◆ Requirement ◆
From the entries below, return only the lines starting at the one that contains "tag=yellow knit cap" and ending at the one that contains "tag=rider's leg", exactly as they stand.

◆ The input ◆

"""

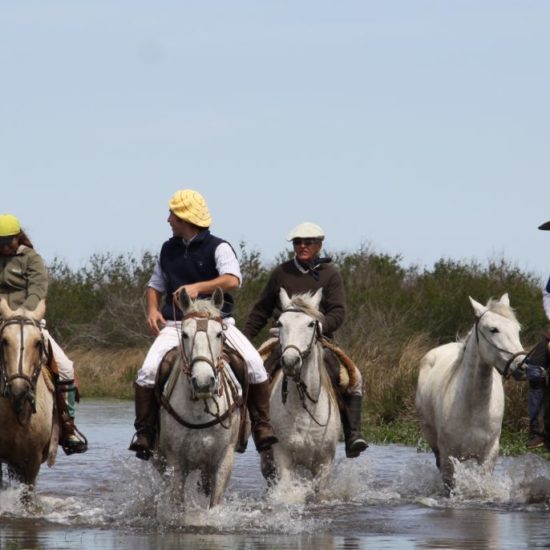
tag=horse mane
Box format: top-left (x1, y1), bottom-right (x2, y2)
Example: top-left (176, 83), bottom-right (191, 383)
top-left (285, 292), bottom-right (325, 323)
top-left (486, 298), bottom-right (520, 325)
top-left (183, 298), bottom-right (221, 318)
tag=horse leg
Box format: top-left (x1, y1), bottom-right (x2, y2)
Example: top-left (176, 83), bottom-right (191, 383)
top-left (209, 448), bottom-right (235, 508)
top-left (432, 447), bottom-right (441, 470)
top-left (260, 447), bottom-right (278, 486)
top-left (199, 469), bottom-right (211, 498)
top-left (439, 454), bottom-right (455, 496)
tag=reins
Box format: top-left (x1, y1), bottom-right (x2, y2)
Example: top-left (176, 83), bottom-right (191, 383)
top-left (474, 311), bottom-right (527, 378)
top-left (0, 315), bottom-right (49, 418)
top-left (159, 305), bottom-right (240, 430)
top-left (279, 307), bottom-right (332, 427)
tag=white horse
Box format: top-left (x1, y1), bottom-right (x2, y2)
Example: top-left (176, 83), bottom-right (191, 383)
top-left (415, 293), bottom-right (526, 490)
top-left (0, 299), bottom-right (57, 500)
top-left (261, 289), bottom-right (341, 489)
top-left (156, 288), bottom-right (242, 508)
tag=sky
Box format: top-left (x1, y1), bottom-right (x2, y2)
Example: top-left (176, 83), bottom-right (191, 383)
top-left (1, 1), bottom-right (549, 282)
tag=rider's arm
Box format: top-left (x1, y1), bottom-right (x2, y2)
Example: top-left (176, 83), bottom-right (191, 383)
top-left (243, 268), bottom-right (280, 340)
top-left (174, 242), bottom-right (241, 300)
top-left (321, 269), bottom-right (346, 336)
top-left (543, 275), bottom-right (550, 323)
top-left (23, 248), bottom-right (49, 311)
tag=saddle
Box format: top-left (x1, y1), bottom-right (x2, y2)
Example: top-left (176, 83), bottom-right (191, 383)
top-left (258, 336), bottom-right (358, 394)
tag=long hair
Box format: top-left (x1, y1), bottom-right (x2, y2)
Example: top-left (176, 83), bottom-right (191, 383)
top-left (16, 230), bottom-right (34, 249)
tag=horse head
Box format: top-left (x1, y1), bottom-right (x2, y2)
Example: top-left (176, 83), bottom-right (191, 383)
top-left (0, 298), bottom-right (48, 423)
top-left (469, 293), bottom-right (526, 377)
top-left (177, 288), bottom-right (225, 399)
top-left (276, 288), bottom-right (324, 380)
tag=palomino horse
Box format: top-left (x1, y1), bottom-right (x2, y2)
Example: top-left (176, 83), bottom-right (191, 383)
top-left (415, 293), bottom-right (526, 490)
top-left (0, 299), bottom-right (57, 496)
top-left (156, 288), bottom-right (242, 508)
top-left (261, 288), bottom-right (340, 488)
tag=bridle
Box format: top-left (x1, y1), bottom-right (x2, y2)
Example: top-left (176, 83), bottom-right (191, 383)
top-left (279, 308), bottom-right (331, 427)
top-left (178, 311), bottom-right (226, 397)
top-left (0, 315), bottom-right (48, 417)
top-left (279, 308), bottom-right (322, 366)
top-left (474, 311), bottom-right (527, 378)
top-left (159, 310), bottom-right (241, 430)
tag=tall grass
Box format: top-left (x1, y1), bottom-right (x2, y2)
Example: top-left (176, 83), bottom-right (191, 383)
top-left (48, 246), bottom-right (546, 440)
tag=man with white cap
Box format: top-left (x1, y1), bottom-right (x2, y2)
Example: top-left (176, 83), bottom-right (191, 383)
top-left (243, 222), bottom-right (368, 458)
top-left (523, 220), bottom-right (550, 449)
top-left (129, 189), bottom-right (277, 459)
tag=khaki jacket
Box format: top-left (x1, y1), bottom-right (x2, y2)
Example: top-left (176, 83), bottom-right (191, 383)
top-left (0, 245), bottom-right (48, 312)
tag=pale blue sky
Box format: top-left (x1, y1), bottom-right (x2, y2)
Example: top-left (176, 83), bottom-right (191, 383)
top-left (1, 1), bottom-right (549, 279)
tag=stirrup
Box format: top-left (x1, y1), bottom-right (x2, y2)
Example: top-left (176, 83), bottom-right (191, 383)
top-left (129, 431), bottom-right (153, 461)
top-left (61, 427), bottom-right (88, 456)
top-left (346, 437), bottom-right (368, 458)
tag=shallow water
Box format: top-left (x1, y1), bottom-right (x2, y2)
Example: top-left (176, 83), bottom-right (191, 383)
top-left (1, 400), bottom-right (550, 549)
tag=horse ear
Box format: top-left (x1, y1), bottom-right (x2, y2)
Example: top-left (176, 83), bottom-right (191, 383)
top-left (212, 287), bottom-right (224, 310)
top-left (178, 288), bottom-right (192, 312)
top-left (311, 288), bottom-right (323, 309)
top-left (279, 288), bottom-right (291, 310)
top-left (469, 296), bottom-right (487, 318)
top-left (31, 299), bottom-right (46, 321)
top-left (499, 293), bottom-right (510, 307)
top-left (0, 298), bottom-right (14, 319)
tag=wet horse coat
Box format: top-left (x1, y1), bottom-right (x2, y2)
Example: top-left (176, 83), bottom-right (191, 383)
top-left (0, 299), bottom-right (56, 492)
top-left (261, 289), bottom-right (340, 488)
top-left (156, 289), bottom-right (241, 508)
top-left (415, 294), bottom-right (526, 489)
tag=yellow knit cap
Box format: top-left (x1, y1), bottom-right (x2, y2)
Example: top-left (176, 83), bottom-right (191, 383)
top-left (169, 189), bottom-right (212, 228)
top-left (0, 214), bottom-right (21, 237)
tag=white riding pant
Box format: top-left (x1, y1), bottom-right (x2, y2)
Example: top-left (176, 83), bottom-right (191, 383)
top-left (136, 318), bottom-right (268, 388)
top-left (42, 328), bottom-right (75, 382)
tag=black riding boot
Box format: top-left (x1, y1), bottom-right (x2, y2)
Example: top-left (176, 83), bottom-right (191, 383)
top-left (55, 380), bottom-right (88, 455)
top-left (128, 383), bottom-right (158, 460)
top-left (248, 381), bottom-right (278, 452)
top-left (342, 394), bottom-right (368, 458)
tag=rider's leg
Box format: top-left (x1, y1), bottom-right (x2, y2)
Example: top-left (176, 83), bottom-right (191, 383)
top-left (224, 320), bottom-right (278, 452)
top-left (526, 362), bottom-right (547, 448)
top-left (323, 349), bottom-right (368, 458)
top-left (130, 324), bottom-right (179, 459)
top-left (45, 331), bottom-right (87, 454)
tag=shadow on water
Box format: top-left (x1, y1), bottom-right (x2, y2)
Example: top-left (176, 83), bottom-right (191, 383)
top-left (1, 400), bottom-right (550, 549)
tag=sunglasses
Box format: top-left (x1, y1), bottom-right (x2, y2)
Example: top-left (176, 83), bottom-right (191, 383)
top-left (292, 238), bottom-right (319, 247)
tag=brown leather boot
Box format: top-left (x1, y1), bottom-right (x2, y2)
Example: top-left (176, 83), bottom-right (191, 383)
top-left (342, 394), bottom-right (368, 458)
top-left (128, 383), bottom-right (158, 460)
top-left (248, 380), bottom-right (278, 452)
top-left (55, 380), bottom-right (88, 455)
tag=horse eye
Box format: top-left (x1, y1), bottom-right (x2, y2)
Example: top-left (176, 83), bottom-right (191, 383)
top-left (489, 327), bottom-right (499, 334)
top-left (216, 332), bottom-right (222, 339)
top-left (274, 320), bottom-right (282, 328)
top-left (308, 321), bottom-right (315, 328)
top-left (181, 331), bottom-right (189, 339)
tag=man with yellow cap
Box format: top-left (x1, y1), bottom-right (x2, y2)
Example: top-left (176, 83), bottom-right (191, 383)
top-left (0, 214), bottom-right (87, 454)
top-left (129, 189), bottom-right (277, 459)
top-left (522, 220), bottom-right (550, 450)
top-left (243, 222), bottom-right (368, 459)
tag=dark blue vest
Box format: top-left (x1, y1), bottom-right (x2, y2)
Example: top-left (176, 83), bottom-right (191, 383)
top-left (159, 230), bottom-right (235, 319)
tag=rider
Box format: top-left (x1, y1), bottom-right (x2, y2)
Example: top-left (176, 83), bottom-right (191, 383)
top-left (0, 214), bottom-right (87, 454)
top-left (523, 219), bottom-right (550, 449)
top-left (243, 222), bottom-right (369, 458)
top-left (129, 189), bottom-right (278, 459)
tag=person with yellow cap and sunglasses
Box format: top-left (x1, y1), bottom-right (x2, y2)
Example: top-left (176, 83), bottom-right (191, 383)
top-left (0, 214), bottom-right (87, 455)
top-left (129, 189), bottom-right (278, 459)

"""

◆ Answer to the problem ◆
tag=yellow knit cap
Box format: top-left (x1, y1), bottom-right (x2, y2)
Example: top-left (176, 83), bottom-right (191, 383)
top-left (169, 189), bottom-right (212, 228)
top-left (0, 214), bottom-right (21, 237)
tag=white riding pant
Box format: top-left (x1, y1), bottom-right (x2, y2)
Example: top-left (176, 83), bottom-right (191, 383)
top-left (136, 318), bottom-right (268, 388)
top-left (42, 328), bottom-right (75, 382)
tag=black riding boot
Box format: top-left (x1, y1), bottom-right (x2, y2)
Example: top-left (176, 83), bottom-right (191, 383)
top-left (55, 380), bottom-right (88, 455)
top-left (128, 383), bottom-right (158, 460)
top-left (248, 381), bottom-right (278, 452)
top-left (342, 394), bottom-right (368, 458)
tag=rider's leg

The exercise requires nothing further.